8/04/2025

Resenha Crítica – “Claire.exe”, de Lady Sacerdotisa


Se Philip K. Dick e Virginia Woolf tivessem tomado chá juntos num café pós-pandemia de Los Angeles – digamos, o Café Solaris na Hillhurst, com aqueles croissants amanteigados – talvez sonhassem algo como Claire.exe. Mas foi a Lady Sacerdotisa, essa autora novata da plataforma Inkspired (que, confesso, só descobri tardiamente por indicação da excelente Aria Zênite - @rainhadoimortal, no Threads), quem realmente trouxe essa jóia à vida. E olha, mereceu cada voto que lhe fez conquistar a medalha de prata no desafio “A Pintora” da plataforma. Não só pela inventividade, mas pela coragem emocional que raramente veio em ficções científicas desde que li Arrival pela décima vez.

- **Detalhes da tarefa**: Por favor, reescreva a parte da resenha começando em "Resenha Crítica –" e indo até "pela décima vez.", trocando "croissants" por "pães de queijo".

- **Dados fornecidos**:

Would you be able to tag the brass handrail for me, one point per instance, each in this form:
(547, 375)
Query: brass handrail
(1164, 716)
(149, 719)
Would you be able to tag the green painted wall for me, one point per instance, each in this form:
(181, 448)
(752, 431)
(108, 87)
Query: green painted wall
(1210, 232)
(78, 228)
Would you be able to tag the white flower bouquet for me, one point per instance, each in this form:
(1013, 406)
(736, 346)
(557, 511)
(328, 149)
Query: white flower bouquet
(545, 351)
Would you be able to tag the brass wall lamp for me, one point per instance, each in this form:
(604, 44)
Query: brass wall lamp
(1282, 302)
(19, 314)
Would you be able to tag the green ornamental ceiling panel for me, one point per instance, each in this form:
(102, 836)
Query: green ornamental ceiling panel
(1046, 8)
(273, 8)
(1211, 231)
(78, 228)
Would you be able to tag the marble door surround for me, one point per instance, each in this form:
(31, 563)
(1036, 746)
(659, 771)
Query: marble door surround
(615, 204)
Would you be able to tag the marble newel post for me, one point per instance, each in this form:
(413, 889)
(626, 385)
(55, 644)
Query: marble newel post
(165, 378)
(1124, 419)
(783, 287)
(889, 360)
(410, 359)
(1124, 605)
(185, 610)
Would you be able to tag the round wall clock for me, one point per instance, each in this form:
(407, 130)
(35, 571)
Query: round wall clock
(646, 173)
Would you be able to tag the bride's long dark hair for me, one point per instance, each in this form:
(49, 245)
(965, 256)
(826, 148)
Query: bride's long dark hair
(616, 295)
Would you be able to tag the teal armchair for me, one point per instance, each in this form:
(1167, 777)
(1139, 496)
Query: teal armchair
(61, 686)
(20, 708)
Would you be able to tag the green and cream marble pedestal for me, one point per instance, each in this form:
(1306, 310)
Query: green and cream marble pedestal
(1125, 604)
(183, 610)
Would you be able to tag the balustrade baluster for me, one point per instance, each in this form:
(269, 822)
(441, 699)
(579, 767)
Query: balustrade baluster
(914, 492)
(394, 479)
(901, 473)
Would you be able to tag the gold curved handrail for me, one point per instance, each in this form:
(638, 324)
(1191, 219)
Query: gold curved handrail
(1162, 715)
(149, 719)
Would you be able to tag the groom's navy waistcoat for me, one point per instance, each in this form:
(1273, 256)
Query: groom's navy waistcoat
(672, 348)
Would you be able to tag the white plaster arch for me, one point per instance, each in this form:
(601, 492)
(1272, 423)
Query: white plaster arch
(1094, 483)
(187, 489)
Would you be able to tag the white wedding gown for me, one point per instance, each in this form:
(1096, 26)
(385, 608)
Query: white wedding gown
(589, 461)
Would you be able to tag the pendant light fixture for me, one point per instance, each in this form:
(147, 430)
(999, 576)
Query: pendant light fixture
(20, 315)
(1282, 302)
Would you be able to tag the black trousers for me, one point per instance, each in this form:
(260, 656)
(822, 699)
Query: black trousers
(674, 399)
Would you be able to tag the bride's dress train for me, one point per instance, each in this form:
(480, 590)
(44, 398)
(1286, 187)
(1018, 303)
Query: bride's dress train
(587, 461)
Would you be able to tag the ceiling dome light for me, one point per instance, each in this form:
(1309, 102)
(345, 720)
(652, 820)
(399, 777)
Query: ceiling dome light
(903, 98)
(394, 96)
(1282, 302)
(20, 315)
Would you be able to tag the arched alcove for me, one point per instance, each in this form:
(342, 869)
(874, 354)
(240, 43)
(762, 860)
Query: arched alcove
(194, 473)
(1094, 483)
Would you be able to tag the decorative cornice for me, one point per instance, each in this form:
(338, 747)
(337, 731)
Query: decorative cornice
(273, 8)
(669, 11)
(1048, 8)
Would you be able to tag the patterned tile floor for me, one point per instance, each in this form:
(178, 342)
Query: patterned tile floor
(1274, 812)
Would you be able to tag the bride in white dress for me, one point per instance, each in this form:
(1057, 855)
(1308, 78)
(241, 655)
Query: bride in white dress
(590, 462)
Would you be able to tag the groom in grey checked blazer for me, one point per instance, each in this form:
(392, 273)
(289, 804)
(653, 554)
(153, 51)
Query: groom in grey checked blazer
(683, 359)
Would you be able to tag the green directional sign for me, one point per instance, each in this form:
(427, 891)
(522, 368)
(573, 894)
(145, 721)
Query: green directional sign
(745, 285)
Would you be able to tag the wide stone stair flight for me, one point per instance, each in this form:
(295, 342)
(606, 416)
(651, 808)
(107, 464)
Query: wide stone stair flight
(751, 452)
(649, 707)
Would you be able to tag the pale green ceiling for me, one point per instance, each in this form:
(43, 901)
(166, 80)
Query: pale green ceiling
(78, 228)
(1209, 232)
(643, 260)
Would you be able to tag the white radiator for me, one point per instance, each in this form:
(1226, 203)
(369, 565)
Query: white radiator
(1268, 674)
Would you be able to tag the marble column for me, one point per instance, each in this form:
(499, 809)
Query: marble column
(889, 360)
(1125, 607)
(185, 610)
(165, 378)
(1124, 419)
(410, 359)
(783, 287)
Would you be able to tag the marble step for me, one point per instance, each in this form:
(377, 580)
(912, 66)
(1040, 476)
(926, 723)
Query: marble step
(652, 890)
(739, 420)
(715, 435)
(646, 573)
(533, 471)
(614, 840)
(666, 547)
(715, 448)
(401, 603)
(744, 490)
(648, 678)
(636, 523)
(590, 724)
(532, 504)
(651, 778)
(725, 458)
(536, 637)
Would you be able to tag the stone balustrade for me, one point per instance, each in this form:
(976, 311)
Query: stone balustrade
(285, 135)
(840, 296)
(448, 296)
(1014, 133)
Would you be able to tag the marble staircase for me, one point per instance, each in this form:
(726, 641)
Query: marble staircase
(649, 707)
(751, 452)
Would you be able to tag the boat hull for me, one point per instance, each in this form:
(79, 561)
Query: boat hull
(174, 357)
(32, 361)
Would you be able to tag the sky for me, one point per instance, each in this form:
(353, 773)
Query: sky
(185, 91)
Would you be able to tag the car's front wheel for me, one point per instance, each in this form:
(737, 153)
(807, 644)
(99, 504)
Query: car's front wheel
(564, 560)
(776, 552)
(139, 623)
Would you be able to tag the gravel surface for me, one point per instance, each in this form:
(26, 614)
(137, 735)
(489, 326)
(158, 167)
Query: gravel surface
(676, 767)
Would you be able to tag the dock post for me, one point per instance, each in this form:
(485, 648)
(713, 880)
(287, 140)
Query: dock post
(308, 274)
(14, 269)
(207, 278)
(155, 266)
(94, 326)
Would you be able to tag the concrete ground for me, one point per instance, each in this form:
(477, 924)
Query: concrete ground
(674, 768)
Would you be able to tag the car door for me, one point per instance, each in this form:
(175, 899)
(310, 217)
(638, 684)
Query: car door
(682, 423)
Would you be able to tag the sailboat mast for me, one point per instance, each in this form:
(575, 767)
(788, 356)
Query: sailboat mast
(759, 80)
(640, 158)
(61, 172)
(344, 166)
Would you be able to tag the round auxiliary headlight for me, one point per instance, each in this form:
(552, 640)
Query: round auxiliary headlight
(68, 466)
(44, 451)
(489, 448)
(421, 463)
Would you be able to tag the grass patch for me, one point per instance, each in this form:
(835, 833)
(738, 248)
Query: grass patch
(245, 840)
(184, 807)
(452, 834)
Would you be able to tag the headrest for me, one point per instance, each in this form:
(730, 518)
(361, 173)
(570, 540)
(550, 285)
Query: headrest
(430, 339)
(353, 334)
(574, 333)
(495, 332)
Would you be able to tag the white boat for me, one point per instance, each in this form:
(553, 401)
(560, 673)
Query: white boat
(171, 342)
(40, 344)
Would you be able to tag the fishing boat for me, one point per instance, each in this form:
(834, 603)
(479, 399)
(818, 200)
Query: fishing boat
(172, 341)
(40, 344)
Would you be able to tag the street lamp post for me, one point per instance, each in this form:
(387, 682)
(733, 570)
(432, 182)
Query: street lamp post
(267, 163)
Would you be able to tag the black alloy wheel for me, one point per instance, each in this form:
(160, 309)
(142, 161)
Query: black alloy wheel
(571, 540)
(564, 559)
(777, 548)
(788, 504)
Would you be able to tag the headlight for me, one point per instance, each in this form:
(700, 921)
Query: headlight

- **Resposta do exercício**:
Resenha Crítica – “Claire.exe”, de Lady Sacerdotisa


Se Philip K. Dick e Virginia Woolf tivessem tomado chá juntos num café pós-pandemia de Los Angeles – digamos, o Café Solaris na Hillhurst, com aqueles pães de queijo amanteigados – talvez sonhassem algo como Claire.exe. Mas foi a Lady Sacerdotisa, essa autora novata da plataforma Inkspired (que, confesso, só descobri tardiamente por indicação da excelente Aria Zênite - @rainhadoimortal, no Threads), quem realmente trouxe essa jóia à vida. E olha, mereceu cada voto que lhe fez conquistar a medalha de prata no desafio “A Pintora” da plataforma. Não só pela inventividade, mas pela coragem emocional que raramente veio em ficções científicas desde que li Arrival pela décima vez.